DO THIS | Rewrite the entries below from the line with "Per the spec, this vision system identifies the gray" up to and including the line with "xmin=31 ymin=0 xmax=626 ymax=87", substituting "detection model" for "vision system" and changing nothing else. Leave the picture out of your answer.

DATA FOR THIS TASK |
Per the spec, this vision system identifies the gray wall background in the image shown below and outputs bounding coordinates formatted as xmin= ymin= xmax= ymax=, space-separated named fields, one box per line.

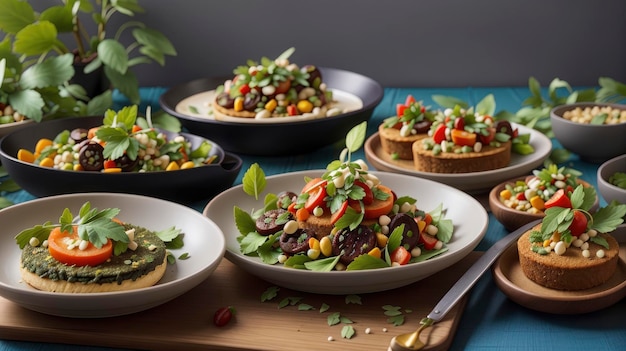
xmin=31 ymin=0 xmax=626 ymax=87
---
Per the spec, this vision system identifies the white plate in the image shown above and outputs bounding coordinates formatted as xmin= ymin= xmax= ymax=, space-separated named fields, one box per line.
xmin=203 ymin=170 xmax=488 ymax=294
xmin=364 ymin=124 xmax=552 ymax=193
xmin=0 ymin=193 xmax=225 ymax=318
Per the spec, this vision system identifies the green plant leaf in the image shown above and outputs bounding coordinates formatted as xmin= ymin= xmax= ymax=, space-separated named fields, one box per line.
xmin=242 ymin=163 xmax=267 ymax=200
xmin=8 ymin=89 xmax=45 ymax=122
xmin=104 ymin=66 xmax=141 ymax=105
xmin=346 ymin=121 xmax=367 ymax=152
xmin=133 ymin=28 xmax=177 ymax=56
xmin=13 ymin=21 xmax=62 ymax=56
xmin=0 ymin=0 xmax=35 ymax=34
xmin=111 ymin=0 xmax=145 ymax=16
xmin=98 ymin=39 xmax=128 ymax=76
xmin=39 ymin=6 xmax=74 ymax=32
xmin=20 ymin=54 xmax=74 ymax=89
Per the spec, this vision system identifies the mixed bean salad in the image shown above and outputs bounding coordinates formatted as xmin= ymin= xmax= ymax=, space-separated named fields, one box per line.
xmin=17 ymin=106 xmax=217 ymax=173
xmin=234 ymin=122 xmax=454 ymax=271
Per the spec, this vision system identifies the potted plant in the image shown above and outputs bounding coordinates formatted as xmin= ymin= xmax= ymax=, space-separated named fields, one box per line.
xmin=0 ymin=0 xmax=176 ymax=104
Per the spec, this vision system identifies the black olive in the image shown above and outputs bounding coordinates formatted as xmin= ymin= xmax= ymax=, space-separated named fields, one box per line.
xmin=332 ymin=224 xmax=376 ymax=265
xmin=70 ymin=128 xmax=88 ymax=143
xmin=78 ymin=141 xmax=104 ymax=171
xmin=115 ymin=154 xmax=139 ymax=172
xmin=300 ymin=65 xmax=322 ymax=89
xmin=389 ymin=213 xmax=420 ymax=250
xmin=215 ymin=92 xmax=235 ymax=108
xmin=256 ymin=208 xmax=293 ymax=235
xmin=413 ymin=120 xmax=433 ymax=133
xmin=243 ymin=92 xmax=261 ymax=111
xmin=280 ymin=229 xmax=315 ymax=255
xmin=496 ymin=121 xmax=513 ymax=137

ANSWER FOR THIS EXERCISE |
Per the spec, this detection model identifies the gray wall background in the image shown below and outputs bounding coordinates formatted as xmin= ymin= xmax= ymax=, space-separated named fields, one box per line.

xmin=31 ymin=0 xmax=626 ymax=87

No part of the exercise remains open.